◆ Action item: In the passage on regression to the mean in intelligence, what way of confirming the statistical artifact does the quoted book give?

◆ Text passage:
24/04/2014

Intelligence Researchers: "Regression to the mean [...] is purely a statistical artifact"

Whoa Nelly! In a very interesting ask-a-researcher thread on Pschological Comments, researcher Michael A. Woodley drops the following, which surprised me a fair bit. The context is that there is intergenerational regression to the mean in intelligence. That is, very smart parents tend to have children who are less smart than they are; very dull parents tend to have children who are less dull than they are. Or so I thought - and not just I, I'm sure. Woodley disagrees. He quotes from a book by himself and Aurelio Jose Figueredo. Here's the central bit:
Furthermore in the case of parent-offspring correlations on g, oversampling parental scores with positive errors of measurement on IQ, as by selecting those identified as high-g individuals based on high observed IQ scores for special study, will produce regression to the mean when assessing the IQ of their offspring, even if the offspring were genetically identical to the parents, given the nature of this statistical artifact. This can be confirmed by retesting the parents themselves, which is rarely done, because one will then no doubt observe regression to the mean of the parental IQ scores in the parents themselves, presumably without having undergone any genetic recombination whatsoever. The proposition that offspring are necessarily closer to the mean of the general population in their actual latent g-factor (as opposed to their observed IQ scores) is therefore a fallacy, especially under conditions of assortative mating.
Quite a claim. Is this generally accepted, or perhaps Woodley & Figueredo's minority position? When they say that the claim "can be confirmed by retesting the parents themselves, which is rarely done", does this mean it has been done? Repeatedly?

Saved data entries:

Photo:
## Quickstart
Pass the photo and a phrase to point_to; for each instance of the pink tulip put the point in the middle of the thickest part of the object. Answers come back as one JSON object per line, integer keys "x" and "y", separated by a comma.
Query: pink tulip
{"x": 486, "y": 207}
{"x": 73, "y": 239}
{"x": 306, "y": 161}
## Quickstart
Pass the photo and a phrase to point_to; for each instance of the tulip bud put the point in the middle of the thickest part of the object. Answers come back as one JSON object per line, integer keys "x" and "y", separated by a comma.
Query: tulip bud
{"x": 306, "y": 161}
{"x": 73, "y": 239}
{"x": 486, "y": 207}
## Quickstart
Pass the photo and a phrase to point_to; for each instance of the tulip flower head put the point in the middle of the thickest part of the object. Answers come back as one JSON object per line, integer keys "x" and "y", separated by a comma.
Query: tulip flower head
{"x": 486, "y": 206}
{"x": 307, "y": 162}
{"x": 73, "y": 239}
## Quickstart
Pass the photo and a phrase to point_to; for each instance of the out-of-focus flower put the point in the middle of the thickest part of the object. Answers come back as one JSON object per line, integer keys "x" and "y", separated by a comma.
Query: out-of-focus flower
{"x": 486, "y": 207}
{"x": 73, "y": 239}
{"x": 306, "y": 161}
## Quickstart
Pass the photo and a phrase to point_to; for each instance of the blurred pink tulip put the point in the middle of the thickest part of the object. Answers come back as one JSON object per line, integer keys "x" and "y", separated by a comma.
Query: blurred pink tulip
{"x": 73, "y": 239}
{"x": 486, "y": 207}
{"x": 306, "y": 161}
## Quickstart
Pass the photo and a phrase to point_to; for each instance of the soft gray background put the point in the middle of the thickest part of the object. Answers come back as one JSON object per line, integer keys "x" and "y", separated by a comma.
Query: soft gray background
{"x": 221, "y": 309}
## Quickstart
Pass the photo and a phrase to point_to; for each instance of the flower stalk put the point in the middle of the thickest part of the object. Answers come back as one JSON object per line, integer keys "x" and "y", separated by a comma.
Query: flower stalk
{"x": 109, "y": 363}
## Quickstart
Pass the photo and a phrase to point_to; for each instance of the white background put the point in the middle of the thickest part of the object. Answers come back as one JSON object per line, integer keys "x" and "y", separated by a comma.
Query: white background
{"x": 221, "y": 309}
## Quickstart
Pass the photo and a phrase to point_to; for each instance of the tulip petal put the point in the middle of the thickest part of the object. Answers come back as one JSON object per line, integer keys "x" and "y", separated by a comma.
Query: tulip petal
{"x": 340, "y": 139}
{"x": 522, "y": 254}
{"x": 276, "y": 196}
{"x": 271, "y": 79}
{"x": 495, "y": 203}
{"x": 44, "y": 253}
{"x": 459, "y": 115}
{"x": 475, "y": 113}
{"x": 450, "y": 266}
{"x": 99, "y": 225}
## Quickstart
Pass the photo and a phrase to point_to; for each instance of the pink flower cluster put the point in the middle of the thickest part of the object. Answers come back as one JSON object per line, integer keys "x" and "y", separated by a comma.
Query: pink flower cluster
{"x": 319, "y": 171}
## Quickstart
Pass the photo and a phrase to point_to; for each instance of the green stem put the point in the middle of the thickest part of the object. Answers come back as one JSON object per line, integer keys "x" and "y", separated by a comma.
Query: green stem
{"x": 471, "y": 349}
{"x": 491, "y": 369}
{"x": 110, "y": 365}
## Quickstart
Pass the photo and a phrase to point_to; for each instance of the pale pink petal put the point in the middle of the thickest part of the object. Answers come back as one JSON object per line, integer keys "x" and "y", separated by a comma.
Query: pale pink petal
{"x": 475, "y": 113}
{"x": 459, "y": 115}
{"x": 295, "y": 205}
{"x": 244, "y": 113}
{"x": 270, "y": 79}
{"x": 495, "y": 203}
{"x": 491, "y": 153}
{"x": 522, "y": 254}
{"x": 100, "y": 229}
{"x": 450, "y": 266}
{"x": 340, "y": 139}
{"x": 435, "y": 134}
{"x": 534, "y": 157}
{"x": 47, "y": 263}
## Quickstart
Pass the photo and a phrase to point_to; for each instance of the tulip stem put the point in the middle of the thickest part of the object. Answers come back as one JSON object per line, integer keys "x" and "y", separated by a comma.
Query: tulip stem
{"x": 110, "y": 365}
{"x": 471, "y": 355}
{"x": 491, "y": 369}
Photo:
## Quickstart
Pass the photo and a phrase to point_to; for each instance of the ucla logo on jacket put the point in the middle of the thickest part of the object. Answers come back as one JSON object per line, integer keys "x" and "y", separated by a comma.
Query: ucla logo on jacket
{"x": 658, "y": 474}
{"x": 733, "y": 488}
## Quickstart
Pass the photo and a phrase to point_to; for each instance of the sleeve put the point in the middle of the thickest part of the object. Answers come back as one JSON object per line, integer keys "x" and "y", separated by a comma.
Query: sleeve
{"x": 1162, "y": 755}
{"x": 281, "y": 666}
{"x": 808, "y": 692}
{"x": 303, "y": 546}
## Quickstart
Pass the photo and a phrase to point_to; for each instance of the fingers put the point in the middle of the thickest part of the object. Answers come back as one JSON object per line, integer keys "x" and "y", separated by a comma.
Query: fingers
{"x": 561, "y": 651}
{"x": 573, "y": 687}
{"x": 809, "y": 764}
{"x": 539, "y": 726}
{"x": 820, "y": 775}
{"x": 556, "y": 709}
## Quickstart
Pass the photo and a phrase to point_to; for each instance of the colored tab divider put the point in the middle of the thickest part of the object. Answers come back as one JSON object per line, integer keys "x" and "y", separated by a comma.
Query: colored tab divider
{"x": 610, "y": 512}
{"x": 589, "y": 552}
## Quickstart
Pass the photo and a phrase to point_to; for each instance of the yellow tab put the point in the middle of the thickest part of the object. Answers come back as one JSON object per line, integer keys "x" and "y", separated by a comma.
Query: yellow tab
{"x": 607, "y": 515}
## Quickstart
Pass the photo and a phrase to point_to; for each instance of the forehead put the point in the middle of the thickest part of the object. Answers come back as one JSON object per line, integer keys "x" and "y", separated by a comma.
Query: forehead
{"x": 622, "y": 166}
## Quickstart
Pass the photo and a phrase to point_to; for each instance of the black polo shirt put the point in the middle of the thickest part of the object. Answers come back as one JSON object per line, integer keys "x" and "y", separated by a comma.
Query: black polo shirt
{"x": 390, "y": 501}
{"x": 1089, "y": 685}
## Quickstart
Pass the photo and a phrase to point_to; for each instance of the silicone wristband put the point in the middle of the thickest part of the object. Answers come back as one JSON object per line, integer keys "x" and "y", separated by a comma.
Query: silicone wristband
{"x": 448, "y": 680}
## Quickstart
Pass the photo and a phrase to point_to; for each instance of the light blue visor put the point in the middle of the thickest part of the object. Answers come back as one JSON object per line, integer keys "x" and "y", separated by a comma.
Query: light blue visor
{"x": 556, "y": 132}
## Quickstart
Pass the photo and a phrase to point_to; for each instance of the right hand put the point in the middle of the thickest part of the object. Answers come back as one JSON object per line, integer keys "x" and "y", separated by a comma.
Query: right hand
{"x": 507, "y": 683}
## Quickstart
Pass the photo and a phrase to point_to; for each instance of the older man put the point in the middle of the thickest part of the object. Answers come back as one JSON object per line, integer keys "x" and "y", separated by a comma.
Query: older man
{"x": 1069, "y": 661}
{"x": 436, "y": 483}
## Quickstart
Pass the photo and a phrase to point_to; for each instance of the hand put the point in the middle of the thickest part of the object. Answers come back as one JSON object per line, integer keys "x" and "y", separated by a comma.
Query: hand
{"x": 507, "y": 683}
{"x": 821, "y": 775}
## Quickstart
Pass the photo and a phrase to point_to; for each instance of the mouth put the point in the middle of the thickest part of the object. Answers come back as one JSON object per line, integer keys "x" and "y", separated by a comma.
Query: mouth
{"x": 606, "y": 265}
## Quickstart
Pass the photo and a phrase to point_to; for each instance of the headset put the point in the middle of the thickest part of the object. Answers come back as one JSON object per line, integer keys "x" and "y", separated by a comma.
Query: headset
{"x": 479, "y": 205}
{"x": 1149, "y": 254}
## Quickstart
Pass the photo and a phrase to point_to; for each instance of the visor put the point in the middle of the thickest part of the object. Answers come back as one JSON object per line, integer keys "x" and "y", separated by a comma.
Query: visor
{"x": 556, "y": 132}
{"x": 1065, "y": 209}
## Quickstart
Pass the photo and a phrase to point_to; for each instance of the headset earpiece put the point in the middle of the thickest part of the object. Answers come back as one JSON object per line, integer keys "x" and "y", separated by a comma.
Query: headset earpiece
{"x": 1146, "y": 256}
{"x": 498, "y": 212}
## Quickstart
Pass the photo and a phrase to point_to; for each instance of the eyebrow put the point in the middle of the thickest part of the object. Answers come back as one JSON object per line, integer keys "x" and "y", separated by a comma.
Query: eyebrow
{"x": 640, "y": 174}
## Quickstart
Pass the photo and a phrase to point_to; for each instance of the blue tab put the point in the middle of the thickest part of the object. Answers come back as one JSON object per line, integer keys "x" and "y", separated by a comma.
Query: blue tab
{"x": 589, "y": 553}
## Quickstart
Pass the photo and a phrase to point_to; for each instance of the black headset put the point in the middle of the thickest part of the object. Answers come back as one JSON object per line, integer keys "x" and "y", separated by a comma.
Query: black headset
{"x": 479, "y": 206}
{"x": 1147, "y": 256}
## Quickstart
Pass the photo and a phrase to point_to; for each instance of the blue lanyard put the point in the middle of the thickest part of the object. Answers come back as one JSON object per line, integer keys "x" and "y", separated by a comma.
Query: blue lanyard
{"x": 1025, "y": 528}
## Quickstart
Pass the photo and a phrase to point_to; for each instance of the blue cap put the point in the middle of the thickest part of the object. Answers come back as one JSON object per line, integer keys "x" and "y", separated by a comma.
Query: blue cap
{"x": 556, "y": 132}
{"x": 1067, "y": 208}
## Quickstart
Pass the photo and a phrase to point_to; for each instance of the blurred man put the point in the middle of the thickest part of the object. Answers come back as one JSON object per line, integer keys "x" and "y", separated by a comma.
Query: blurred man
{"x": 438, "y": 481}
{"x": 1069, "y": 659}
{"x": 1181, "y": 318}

◆ Exercise solution: Retesting the parents themselves.